◆ **Data extract**:
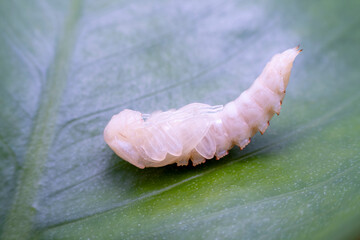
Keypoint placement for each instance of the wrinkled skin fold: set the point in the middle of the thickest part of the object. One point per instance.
(199, 131)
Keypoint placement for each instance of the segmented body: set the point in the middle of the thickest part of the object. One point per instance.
(199, 131)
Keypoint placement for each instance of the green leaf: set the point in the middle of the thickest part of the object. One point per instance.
(67, 66)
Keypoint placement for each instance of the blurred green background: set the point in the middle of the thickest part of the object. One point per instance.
(67, 66)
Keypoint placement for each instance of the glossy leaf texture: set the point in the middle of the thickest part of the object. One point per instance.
(67, 66)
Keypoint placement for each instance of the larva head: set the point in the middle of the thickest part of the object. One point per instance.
(283, 62)
(118, 135)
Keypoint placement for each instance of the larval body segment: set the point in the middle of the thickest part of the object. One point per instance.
(199, 131)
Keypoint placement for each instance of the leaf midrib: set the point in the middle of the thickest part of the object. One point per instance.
(20, 219)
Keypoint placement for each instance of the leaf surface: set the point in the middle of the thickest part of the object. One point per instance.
(67, 66)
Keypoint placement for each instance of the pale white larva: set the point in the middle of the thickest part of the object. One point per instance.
(199, 131)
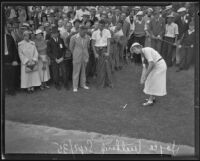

◆ **Action item**: Repeat every record above exactly. Omit the pictures.

◆ **Solved problem**:
Keypoint placement for each instance of the wrinkled skin fold: set the point in the middle of the thickest part of the object. One point per instance.
(199, 131)
Keypoint placement for each instance of the segmented body: set the point in the middle of the thickest part of the object. One point per instance.
(199, 131)
Keypoint placement for each instance of the green leaf: set the point in the middle of the thickest part of the object. One point per instance.
(67, 66)
Keypoint placement for each instance of the blurred green background: set the point in the middle of the thickest part of the object. One point per instance.
(67, 66)
Keypoint placement for each instance of the glossy leaf texture: set the point in the middle of the thickest part of the object. One point per instance.
(67, 66)
Keypoint placement for each instance of the larva head: set the point in the middle of the thickest part of the object. One point per instance.
(283, 62)
(118, 135)
Keypoint placement for each instance of the larval body segment: set the point in the middle of the thickest part of the object. One point per instance.
(199, 131)
Keypoint placement for each instance of the leaf midrib: set the point in the middle of the thickest part of the object. One point per instance.
(20, 219)
Keypoint placement for each instance of the leaf surface: set the point in the middle of the thickest part of the object. One point per instance.
(67, 66)
Keypoint placement for each instance of the pale white larva: set the point in the middle of the thickest part of the object. One point per instance.
(199, 131)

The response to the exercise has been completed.